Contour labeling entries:
§ §
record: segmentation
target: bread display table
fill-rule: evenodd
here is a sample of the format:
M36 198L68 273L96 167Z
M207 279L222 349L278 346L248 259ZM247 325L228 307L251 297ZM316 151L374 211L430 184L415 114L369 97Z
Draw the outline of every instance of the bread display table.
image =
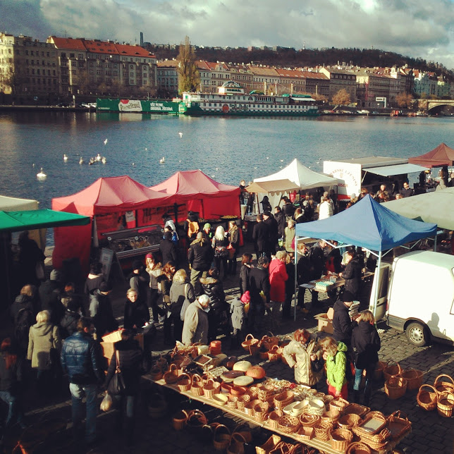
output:
M342 454L343 453L344 453L344 451L340 451L340 450L336 450L333 449L331 447L331 444L329 441L322 441L321 440L319 440L315 438L311 438L309 440L302 439L301 437L298 436L297 434L287 434L283 431L279 430L278 428L274 428L271 427L268 421L259 422L256 419L250 417L250 415L247 415L242 410L240 410L238 409L233 409L229 407L227 407L225 405L221 405L220 403L218 403L217 402L216 402L211 398L206 398L204 395L195 395L191 393L190 390L188 391L180 391L180 389L176 385L167 384L163 379L160 380L153 380L148 375L144 376L144 378L147 380L149 380L149 381L155 383L157 385L164 386L165 388L168 388L169 389L174 391L176 393L178 393L179 394L185 395L188 399L197 400L205 405L210 405L211 407L219 408L219 410L221 410L223 412L232 415L233 416L235 416L237 417L241 418L245 422L252 422L256 426L259 426L259 427L263 427L264 429L266 429L275 434L278 434L284 437L292 438L295 441L302 443L308 446L315 448L316 449L318 449L321 453L325 453L326 454ZM371 451L374 454L384 454L386 453L389 453L392 451L393 449L396 446L396 445L398 444L398 443L402 440L402 438L406 436L409 433L410 433L410 431L407 431L405 434L398 437L397 439L389 441L387 443L386 448L382 450L377 451L374 450L371 450Z

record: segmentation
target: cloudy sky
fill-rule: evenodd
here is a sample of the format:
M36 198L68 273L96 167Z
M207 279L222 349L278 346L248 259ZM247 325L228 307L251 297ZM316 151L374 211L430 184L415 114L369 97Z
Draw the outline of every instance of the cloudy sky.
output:
M374 47L454 68L454 0L0 0L0 30L139 42Z

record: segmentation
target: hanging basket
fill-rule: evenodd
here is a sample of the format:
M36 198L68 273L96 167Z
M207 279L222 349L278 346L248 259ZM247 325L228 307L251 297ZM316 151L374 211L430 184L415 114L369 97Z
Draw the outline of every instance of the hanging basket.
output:
M436 410L440 416L450 418L454 410L454 394L446 391L438 394Z
M399 365L398 362L395 362L394 364L390 363L393 363L393 362L388 361L386 363L386 366L383 369L383 376L385 380L388 380L391 376L400 375L400 373L402 372L402 368Z
M419 389L422 384L424 374L416 369L407 369L400 374L400 376L407 379L407 389Z
M391 376L385 381L385 393L390 399L399 399L407 391L407 379Z
M438 393L434 386L424 384L419 387L419 391L416 395L416 401L421 408L427 412L431 412L436 408L438 395Z

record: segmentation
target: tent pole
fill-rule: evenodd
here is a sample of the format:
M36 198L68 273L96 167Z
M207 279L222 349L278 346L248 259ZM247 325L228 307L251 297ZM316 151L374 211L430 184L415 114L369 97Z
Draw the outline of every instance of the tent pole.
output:
M379 299L379 286L380 285L380 274L381 274L381 251L379 252L379 260L376 264L376 276L375 279L375 295L374 295L374 318L376 313L376 302Z

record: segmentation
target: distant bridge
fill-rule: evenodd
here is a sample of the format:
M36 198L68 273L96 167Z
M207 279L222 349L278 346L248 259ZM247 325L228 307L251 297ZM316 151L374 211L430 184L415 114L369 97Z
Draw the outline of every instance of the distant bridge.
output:
M429 111L439 106L452 106L454 107L454 99L419 99L418 101L419 109Z

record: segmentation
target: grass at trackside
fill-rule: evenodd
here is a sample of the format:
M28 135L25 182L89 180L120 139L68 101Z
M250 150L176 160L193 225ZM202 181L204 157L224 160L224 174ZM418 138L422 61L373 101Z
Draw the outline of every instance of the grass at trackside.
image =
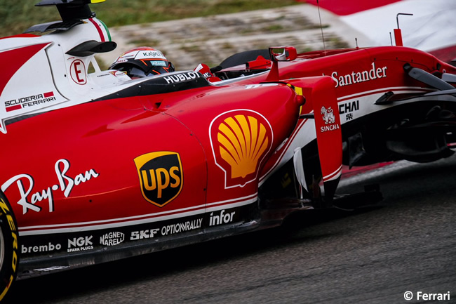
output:
M0 0L0 36L20 34L30 26L60 20L55 6L39 0ZM297 4L295 0L106 0L90 5L108 27L207 16Z

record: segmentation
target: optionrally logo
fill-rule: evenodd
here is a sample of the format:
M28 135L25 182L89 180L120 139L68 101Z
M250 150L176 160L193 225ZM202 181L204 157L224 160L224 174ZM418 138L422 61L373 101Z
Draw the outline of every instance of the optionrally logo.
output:
M175 199L182 188L180 157L173 152L147 153L135 159L144 198L163 207Z
M230 111L212 121L210 135L215 164L225 173L225 187L243 187L255 180L272 145L269 121L254 111Z

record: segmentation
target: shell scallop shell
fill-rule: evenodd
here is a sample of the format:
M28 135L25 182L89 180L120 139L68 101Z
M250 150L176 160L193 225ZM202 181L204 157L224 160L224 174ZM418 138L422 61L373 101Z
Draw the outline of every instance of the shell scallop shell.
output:
M269 145L266 128L251 116L236 115L220 124L217 138L222 158L232 168L232 178L255 171Z

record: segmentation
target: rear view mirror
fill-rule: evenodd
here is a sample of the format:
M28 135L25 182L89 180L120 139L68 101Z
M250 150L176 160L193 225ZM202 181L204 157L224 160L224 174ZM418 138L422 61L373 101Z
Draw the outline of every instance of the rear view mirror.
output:
M297 53L293 46L271 46L269 56L272 61L293 61L296 59Z

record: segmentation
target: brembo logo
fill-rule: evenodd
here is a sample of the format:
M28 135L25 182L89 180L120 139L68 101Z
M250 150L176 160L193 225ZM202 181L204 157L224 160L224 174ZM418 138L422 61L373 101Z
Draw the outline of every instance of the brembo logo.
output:
M182 166L178 153L155 152L135 159L144 198L163 207L180 193L183 185Z
M240 110L219 115L210 128L214 159L225 173L225 187L255 180L272 145L269 121L260 113Z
§ §
Copy out every one of the items above word for word, without the pictures.

**Task answer:**
record: segmentation
target: bread display table
fill-rule: evenodd
here is a sample of the format:
M36 198L68 273L96 167Z
M207 279L222 349L278 346L248 259ZM247 325L228 307L251 297ZM316 151L374 211L430 184L415 114L369 97Z
Draw the outline of every instance of the bread display table.
image =
output:
M342 454L343 453L344 453L344 451L340 451L340 450L336 450L333 449L331 447L331 444L329 441L322 441L321 440L319 440L315 438L311 438L309 440L302 439L301 437L298 436L297 434L287 434L283 431L279 430L278 428L274 428L271 427L268 421L259 422L256 419L250 417L250 415L247 415L242 410L240 410L238 409L233 409L229 407L227 407L225 405L221 405L220 403L218 403L217 402L216 402L211 398L206 398L204 395L195 395L191 393L190 390L188 391L180 391L180 389L176 385L167 384L163 379L160 380L153 380L148 375L144 376L144 378L147 380L149 380L149 381L155 383L157 385L164 386L165 388L168 388L169 389L174 391L176 393L178 393L179 394L185 395L188 399L197 400L205 405L210 405L211 407L219 408L219 410L221 410L223 412L232 415L233 416L235 416L237 417L241 418L245 422L252 422L256 426L259 426L259 427L263 427L264 429L266 429L275 434L278 434L284 437L292 438L295 441L302 443L308 446L315 448L316 449L318 449L321 453L325 453L326 454ZM371 451L374 454L384 454L386 453L389 453L392 451L393 449L396 446L396 445L398 444L398 443L402 440L402 438L406 436L409 433L410 433L410 431L407 431L405 434L398 437L397 439L389 441L387 443L386 448L382 450L377 451L374 450L371 450Z

record: segmentation
target: cloudy sky
fill-rule: evenodd
here is a sample of the format:
M36 198L68 273L96 167Z
M207 279L222 349L278 346L248 259ZM247 325L228 307L251 297ZM316 151L374 211L430 184L415 114L369 97Z
Draw the outline of every instance of the cloudy sky.
output:
M374 47L454 68L454 0L0 0L0 30L139 42Z

record: segmentation
target: hanging basket
fill-rule: evenodd
here is a sample of the format:
M36 198L68 273L96 167Z
M207 279L222 349L278 346L248 259ZM247 325L228 307L251 297ZM316 151L374 211L430 184L415 114L369 97Z
Draw the outline of every instance of the hanging basket.
output:
M436 410L440 416L450 418L454 410L454 394L446 391L438 394Z
M399 365L398 362L395 362L394 364L390 363L393 363L393 362L388 361L386 363L386 366L383 369L383 376L385 380L388 380L391 376L400 375L400 373L402 372L402 368Z
M419 389L422 384L424 374L416 369L407 369L400 374L400 376L407 379L407 389Z
M391 376L385 381L385 393L390 399L399 399L407 391L407 379Z
M438 393L434 386L424 384L419 387L419 391L416 395L416 401L421 408L427 412L431 412L436 408L438 395Z

record: segmentation
target: tent pole
fill-rule: evenodd
here is a sample of the format:
M36 198L68 273L96 167Z
M207 279L222 349L278 346L248 259ZM247 325L228 307L251 297ZM316 151L374 211L430 184L415 114L369 97Z
Draw the outline of every instance of the tent pole.
output:
M379 299L379 286L380 285L380 274L381 274L381 251L379 252L379 260L376 264L376 276L375 279L375 295L374 295L374 318L376 313L376 302Z

record: segmentation
target: distant bridge
fill-rule: evenodd
here is a sample of the format:
M36 198L68 273L96 167Z
M207 279L222 349L278 346L248 259ZM247 325L228 307L251 297ZM316 151L374 211L430 184L415 114L369 97Z
Draw the outline of every instance of the distant bridge.
output:
M429 111L439 106L452 106L454 107L454 99L419 99L418 101L419 109Z

record: segmentation
target: grass at trackside
fill-rule: evenodd
here is a sample of the format:
M28 135L25 182L89 180L120 139L68 101Z
M250 150L176 160L193 225ZM202 181L204 157L224 160L224 174ZM418 138L422 61L373 101Z
Draw the outline of every instance of the grass at trackside.
image =
output:
M0 0L0 36L20 34L30 26L60 20L55 6L39 0ZM297 4L295 0L106 0L90 5L108 27L207 16Z

record: segmentation
target: optionrally logo
fill-rule: evenodd
here is a sample of the format:
M28 135L25 182L89 180L120 139L68 101Z
M250 150L176 160L193 225ZM202 181L204 157L224 160L224 174ZM418 138L422 61L373 101Z
Draw the outline of every instance of the optionrally logo.
output:
M175 199L182 188L180 157L173 152L147 153L135 159L144 198L163 207Z
M230 111L212 121L210 135L215 164L225 173L225 187L243 187L255 180L272 145L269 121L254 111Z

record: segmentation
target: shell scallop shell
fill-rule: evenodd
here is a sample of the format:
M28 135L25 182L89 180L120 139L68 101Z
M250 150L176 160L193 225ZM202 181L204 157L224 160L224 174ZM418 138L422 61L373 101Z
Draw the outline of every instance of the shell scallop shell.
output:
M269 145L266 128L251 116L236 115L220 124L217 138L222 158L232 168L232 178L255 171Z

record: segmentation
target: rear view mirror
fill-rule: evenodd
here is a sample of the format:
M28 135L25 182L89 180L120 139L68 101Z
M250 150L176 160L193 225ZM202 181L204 157L224 160L224 174ZM418 138L422 61L373 101Z
Draw the outline of every instance of the rear view mirror.
output:
M297 53L293 46L271 46L269 56L272 61L293 61L296 59Z

record: segmentation
target: brembo logo
fill-rule: evenodd
here is a sample of the format:
M28 135L25 182L89 180L120 139L68 101Z
M250 150L176 160L193 225ZM202 181L204 157L224 160L224 174ZM418 138L422 61L373 101Z
Draw the outline of every instance of the brembo logo.
output:
M182 166L178 153L155 152L135 159L144 198L163 207L180 193L183 185Z
M240 110L219 115L210 128L214 159L225 173L225 187L255 180L272 145L269 121L260 113Z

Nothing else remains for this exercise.